§ **SUPPLIED RECORDS**
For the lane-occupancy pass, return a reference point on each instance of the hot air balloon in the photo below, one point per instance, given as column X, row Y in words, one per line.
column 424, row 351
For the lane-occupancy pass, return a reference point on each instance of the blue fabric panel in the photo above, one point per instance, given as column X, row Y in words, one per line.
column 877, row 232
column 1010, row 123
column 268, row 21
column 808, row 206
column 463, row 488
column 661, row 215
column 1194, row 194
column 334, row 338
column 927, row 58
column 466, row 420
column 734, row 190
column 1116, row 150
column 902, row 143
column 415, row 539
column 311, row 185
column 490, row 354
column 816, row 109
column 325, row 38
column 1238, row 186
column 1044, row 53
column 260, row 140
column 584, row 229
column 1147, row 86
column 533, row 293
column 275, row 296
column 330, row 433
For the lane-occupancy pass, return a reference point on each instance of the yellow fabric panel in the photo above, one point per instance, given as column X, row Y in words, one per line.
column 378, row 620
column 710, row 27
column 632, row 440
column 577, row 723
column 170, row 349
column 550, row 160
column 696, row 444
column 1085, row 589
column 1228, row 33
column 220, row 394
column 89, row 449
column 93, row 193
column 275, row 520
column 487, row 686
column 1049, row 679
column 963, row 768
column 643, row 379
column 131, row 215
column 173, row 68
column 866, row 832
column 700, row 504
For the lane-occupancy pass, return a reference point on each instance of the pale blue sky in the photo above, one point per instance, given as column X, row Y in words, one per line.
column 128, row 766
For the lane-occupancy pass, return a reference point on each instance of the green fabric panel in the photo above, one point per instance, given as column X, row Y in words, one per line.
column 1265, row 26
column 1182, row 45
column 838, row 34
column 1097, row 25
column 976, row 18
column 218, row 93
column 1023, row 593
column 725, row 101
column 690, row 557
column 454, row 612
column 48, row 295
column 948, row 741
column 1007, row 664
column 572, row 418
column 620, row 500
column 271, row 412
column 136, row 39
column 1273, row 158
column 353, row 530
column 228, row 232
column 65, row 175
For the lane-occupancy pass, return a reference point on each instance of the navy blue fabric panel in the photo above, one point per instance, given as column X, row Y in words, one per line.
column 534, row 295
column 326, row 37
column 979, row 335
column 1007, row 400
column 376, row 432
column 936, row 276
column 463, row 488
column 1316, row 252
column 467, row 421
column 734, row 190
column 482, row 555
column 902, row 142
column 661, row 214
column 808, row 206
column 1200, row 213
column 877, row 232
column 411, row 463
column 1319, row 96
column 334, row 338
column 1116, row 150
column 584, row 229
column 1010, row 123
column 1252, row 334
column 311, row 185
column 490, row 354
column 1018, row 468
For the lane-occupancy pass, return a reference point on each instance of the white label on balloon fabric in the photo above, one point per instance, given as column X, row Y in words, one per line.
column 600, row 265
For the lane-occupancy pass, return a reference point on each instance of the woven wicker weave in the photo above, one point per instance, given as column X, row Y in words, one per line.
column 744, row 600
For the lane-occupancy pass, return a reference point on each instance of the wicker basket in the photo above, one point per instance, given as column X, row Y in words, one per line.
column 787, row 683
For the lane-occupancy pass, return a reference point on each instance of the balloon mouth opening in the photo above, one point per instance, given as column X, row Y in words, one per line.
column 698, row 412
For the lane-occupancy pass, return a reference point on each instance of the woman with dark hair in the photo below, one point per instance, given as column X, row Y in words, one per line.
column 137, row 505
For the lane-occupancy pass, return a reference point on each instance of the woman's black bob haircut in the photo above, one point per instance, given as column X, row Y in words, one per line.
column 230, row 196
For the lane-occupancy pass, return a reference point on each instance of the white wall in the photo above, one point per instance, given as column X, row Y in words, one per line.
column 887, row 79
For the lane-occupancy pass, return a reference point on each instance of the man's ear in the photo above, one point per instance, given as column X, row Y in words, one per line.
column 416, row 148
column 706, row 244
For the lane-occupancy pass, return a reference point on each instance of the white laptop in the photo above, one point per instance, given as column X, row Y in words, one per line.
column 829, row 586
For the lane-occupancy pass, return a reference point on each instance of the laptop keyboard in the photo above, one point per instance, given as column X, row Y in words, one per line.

§ **AIM**
Arrange all of the records above into a numbered list, skipping any blank lines.

§ **FINISHED EXERCISE**
1. For the lane-occupancy pass, return a reference point on each instance of the hot air balloon in the photo below, one point per instance, given as column X, row Y in words, one per line.
2. column 424, row 351
3. For the lane-occupancy pass, return a reference point on each instance of the blue fabric panel in the photo above, one point per instance, given as column X, row Y in words, one per line.
4. column 877, row 232
5. column 1010, row 123
6. column 268, row 21
7. column 808, row 206
8. column 463, row 488
9. column 661, row 215
10. column 1194, row 194
11. column 334, row 338
12. column 927, row 58
13. column 466, row 420
14. column 734, row 190
15. column 1116, row 150
16. column 902, row 143
17. column 415, row 539
18. column 311, row 185
19. column 490, row 354
20. column 816, row 109
21. column 325, row 38
22. column 1238, row 186
23. column 1044, row 53
24. column 260, row 140
25. column 584, row 229
26. column 1147, row 86
27. column 533, row 293
28. column 275, row 296
29. column 330, row 433
30. For the lane-occupancy pass, return a reference point on each instance of the yellow fabric panel in the photo above, one point per instance, given as column X, row Y in words, one per line.
31. column 378, row 620
32. column 710, row 27
33. column 632, row 440
34. column 577, row 723
35. column 170, row 349
36. column 550, row 160
37. column 696, row 444
38. column 1085, row 589
39. column 1228, row 33
40. column 220, row 394
41. column 89, row 449
42. column 93, row 193
43. column 275, row 520
44. column 487, row 686
45. column 1049, row 679
46. column 963, row 768
47. column 643, row 379
48. column 131, row 215
49. column 173, row 68
50. column 866, row 832
51. column 700, row 504
52. For the lane-occupancy pass, return a reference point on each instance of the pale blue sky in the photo above, one point per instance, given as column X, row Y in words, one per line.
53. column 128, row 766
54. For the lane-occupancy pass, return a reference point on each instance of the green fabric panel in the photo above, one point per instance, given as column X, row Y in words, one per line.
55. column 1265, row 26
56. column 1182, row 45
57. column 838, row 34
58. column 1097, row 25
59. column 976, row 18
60. column 218, row 93
61. column 1023, row 593
62. column 725, row 101
63. column 690, row 557
64. column 454, row 612
65. column 48, row 295
66. column 948, row 741
67. column 1007, row 664
68. column 572, row 418
69. column 620, row 500
70. column 271, row 412
71. column 136, row 39
72. column 1273, row 158
73. column 353, row 530
74. column 228, row 232
75. column 65, row 175
76. For the lane-occupancy pass, return a reference point on each instance of the navy blue fabric panel in the photo above, one point per instance, given as column X, row Y in words, one per line.
77. column 534, row 295
78. column 326, row 37
79. column 979, row 335
80. column 1007, row 400
81. column 376, row 432
82. column 936, row 276
83. column 463, row 488
84. column 1316, row 252
85. column 467, row 421
86. column 734, row 190
87. column 482, row 555
88. column 902, row 142
89. column 661, row 214
90. column 808, row 206
91. column 1200, row 213
92. column 877, row 232
93. column 411, row 463
94. column 1319, row 96
95. column 334, row 338
96. column 1116, row 150
97. column 584, row 229
98. column 1010, row 123
99. column 1252, row 334
100. column 311, row 185
101. column 490, row 354
102. column 1018, row 468
103. For the lane-occupancy pass, return a reference point on each instance of the white label on balloon fabric in the photo above, one point per instance, given as column X, row Y in words, one per line.
104. column 600, row 265
105. For the lane-occupancy pass, return a reference point on each instance of the woven wicker weave in the photo above, one point per instance, given as column X, row Y in words, one per line.
106. column 744, row 600
107. For the lane-occupancy pass, return a reference point on each instance of the wicker basket in the photo above, one point per instance, given as column X, row Y in words, one per line.
108. column 787, row 683
109. For the lane-occupancy pass, return a reference point on each instance of the balloon mouth opening in the photo above, one point per instance, given as column X, row Y in words, one per line.
110. column 698, row 412
111. For the lane-occupancy pass, return a reference point on each instance of the woman with dark hair in the photo below, one point per instance, given as column X, row Y in words, one per line.
112. column 137, row 505
113. For the lane-occupancy pass, return a reference point on each instance of the woman's black bob haircut in the photo above, one point per instance, given as column X, row Y in words, one per line.
114. column 230, row 196
115. For the lane-occupancy pass, return a reference point on each instance of the white wall in the photo above, one point per instance, given as column X, row Y in words, one per line.
116. column 887, row 79
117. For the lane-occupancy pass, return a reference point on each instance of the man's ear in the photo above, one point per instance, given as column X, row Y in words, one per line.
118. column 416, row 148
119. column 706, row 244
120. For the lane-occupancy pass, return a reference point on each instance of the white laptop in the photo above, one point per instance, given as column X, row Y in words, one per line.
121. column 829, row 586
122. For the lane-occupancy pass, return a reference point on each instance of the laptop keyboard in the photo above, one point per instance, given as column X, row Y in words, one per line.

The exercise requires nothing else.